So how do we get back to the operations engineer knowing all the things about all the things? We don’t. It’s a fallacy. You can go through the motions, but at the end of the day, the human mind can only have intimate knowledge of a finite number of entities. And remember, if you try to load them up with more machine contexts to be intimately familiar with, you’re asking them to drop a slot that would go to another human being.
We’ve seen some movement in the DevOps space towards shifting part of the operational burden to product development teams, and in some cases this works very well. But it makes sense, because they are already very familiar with their code. Would building greater intimate familiarity with the operationalizing of that code occupy another Dunbar slot? Or would it just add depth to the slot that is already being consumed by familiarity with the service?
In working this way, the remaining operations team is no longer bothered with intimate familiarity of services running on their infrastructure. Instead they can focus on excellence in providing the Infrastructure as a Service. And if this is comprised of only a few discrete systems, can that then occupy one of the closer orbit slots in the neocortex? This approach would marry better with the social creatures that we’ve evolved to become. We’d use our biological limitations as a strength rather than as a weakness.

## Required tasks
1. For each statement, answer yes or no according to the passage on operations engineers, and quote the words that decide it: (a) An operations engineer can know all the things about all the things. (b) Shifting part of the operational burden to product development teams works very well in some cases. (c) The remaining operations team can focus on providing Infrastructure as a Service.
2. Output the section of the passage on operations engineers starting at "So how do we" and ending at "another human being.".
This material has no connection to the passage on operations engineers.

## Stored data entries
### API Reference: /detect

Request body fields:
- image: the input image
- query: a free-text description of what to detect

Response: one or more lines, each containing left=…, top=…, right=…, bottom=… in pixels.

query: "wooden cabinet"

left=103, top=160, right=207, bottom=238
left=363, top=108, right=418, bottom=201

## Answers for this exercise
1.
(a) No: "We don’t. It’s a fallacy."
(b) Yes: "in some cases this works very well"
(c) Yes: "Instead they can focus on excellence in providing the Infrastructure as a Service."

2.
So how do we get back to the operations engineer knowing all the things about all the things? We don’t. It’s a fallacy. You can go through the motions, but at the end of the day, the human mind can only have intimate knowledge of a finite number of entities. And remember, if you try to load them up with more machine contexts to be intimately familiar with, you’re asking them to drop a slot that would go to another human being.